# EXCERPTED PASSAGE
== Segment start ==

James William Malone (March 8, 1920 – April 9, 2000) was an American prelate of the Roman Catholic Church. He served as bishop of the Diocese of Youngstown in Ohio from 1968 to 1995.

Biography

Early life 
James Malone was born in Youngstown, Ohio, on March 8, 1920.  The son of a steelworker, Malone worked in a steel mill for a year to raise money for college.  He attend St. Mary's Seminary in Wickliffe, Ohio.  He later received a Doctor of School Administration degree from the Catholic University of America in Washington, D.C.

Malone was ordained a priest by Bishop James A. McFadden for the Diocese of Youngstown on May 26, 1945.

Auxiliary Bishop and Bishop of Youngstown 
On January 2, 1960, Pope John XXIII named Malone as the titular bishop of Alabanda and auxiliary bishop of the Diocese of Youngstown. He was consecrated on March 24, 1960, by Bishop Emmet M. Walsh. His co-consecrators were Bishops Clarence Issenmann and John Krol. From 1962 to 1965, Malone attended all four sessions of the Second Vatican Council in Rome  He backed initiatives of the Council that included using vernacular language in mass and increasing roles in the church for the laity.

Pope Paul VI appointed Malone as the third bishop of the Diocese of Youngstown on May 2, 1968, following the death of Bishop Walsh.  In 1972, Malone was diagnosed with stomach cancer, but was declared cancer-free after five years of treatment.  After the closing of Youngstown Sheet and Tube in 1977, 5,000 people in the Youngstown area lost their jobs.  Malone led an unsuccessful effort by clergy from different faiths to stop it.

== Segment end ==

# EXERCISE SET
1: Translate this sentence from the biography of James William Malone into Spanish: "He was consecrated on March 24, 1960, by Bishop Emmet M. Walsh."
2: Write the next part of the biography of Bishop James William Malone, picking up after its final sentence.
The records have nothing to do with the biography of James William Malone.

(Records from a dataset)
== Segment start ==

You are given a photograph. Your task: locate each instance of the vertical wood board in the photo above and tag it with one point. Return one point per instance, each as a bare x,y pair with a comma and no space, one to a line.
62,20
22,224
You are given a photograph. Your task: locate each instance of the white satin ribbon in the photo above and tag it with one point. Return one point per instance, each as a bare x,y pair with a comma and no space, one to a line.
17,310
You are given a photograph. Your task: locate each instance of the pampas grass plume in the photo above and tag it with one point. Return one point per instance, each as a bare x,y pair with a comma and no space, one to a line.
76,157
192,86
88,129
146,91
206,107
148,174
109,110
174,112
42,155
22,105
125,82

== Segment end ==

# EXERCISE RESULTS
1: Fue consagrado el 24 de marzo de 1960 por el obispo Emmet M. Walsh.

2:
Malone was a strong advocate of interfaith communication.  He was elected as the first Catholic leader of the Ohio Council of Churches.  He delivered sermons in Protestant churches and urged his priests to establish contacts with non-Catholic congregations. From 1983 to 1986, Malone served as the president of the National Conference of Catholic Bishops/United States Catholic Conference.

Retirement 
On December 5, 1995, Pope John Paul II accepted Malone's resignation as bishop of the Diocese of Youngstown. In 1999, surgeons removed one of Malone's kidneys.  In March 2000, he entered St. Elizabeth Hospital Medical Center in Youngstown, where his spleen was removed. James Malone died in Youngstown after surgery on April 9, 2000.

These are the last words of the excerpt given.